## [TASK OBJECTIVE]
From the text on malaria and dengue below, list every symptom it says both diseases start with.

## [TEXT]
++++++

Is it Malaria or Dengue? Read to know.
So many people now-a-days especially in north India are either suffering from malaria or dengue. They are acute, chronic and infectious diseases that might even lead to death of a person. A common phenomenon especially in Delhi, Dengue is caused by the bite of a female Andes Mosquito causing a viral infection in a human being whereas Malaria is caused by a Parasite Plasmodium and can affect both human beings and animals.
Malaria (an infectious disease) which directly affects the Red Blood Cells or RBC’s can be transmitted if an Anopheles Mosquito bites a person or animal that is already infected with this disease. Dengue on the other hand is not an infectious disease but affects the RBC’S and platelets. They usually start falling once a person is infected with Dengue. The dengue mosquito bites a person in proper day light and its side effects start appearing in about 4 to 13 days before any proper signs or symptoms appear. Malaria and Dengue have a few common symptoms. They both start with
• Generalised weakness
• Intense muscle pain
• Lower back pain,
Slowly and steadily this result in
• Flu like illness
Dengue fever, also known as break bone fever can vary from mild to severe. The more severe forms include Dengue shock syndrome and dengue hemorrhagic fever (DHF). Patients who develop the more serious forms of Dengue fever are usually hospitalised.

++++++

## [EXTRACTED INFORMATION]
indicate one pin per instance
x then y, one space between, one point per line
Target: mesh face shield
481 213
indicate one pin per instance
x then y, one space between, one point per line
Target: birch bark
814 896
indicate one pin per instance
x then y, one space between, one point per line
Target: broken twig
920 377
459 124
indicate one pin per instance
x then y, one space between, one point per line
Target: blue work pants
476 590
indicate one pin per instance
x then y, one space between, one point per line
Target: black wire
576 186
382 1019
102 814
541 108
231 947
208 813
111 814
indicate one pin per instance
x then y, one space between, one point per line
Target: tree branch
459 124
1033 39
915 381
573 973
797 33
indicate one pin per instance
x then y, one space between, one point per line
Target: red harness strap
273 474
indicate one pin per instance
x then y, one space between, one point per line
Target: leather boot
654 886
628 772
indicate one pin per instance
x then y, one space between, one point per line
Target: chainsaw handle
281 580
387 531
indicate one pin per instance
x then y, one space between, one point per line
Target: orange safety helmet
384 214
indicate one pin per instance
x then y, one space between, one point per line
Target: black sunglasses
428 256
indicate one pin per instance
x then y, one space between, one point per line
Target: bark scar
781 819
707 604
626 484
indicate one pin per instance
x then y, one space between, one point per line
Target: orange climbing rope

++++++

## [EXPECTED OUTPUT]
Generalised weakness
Intense muscle pain
Lower back pain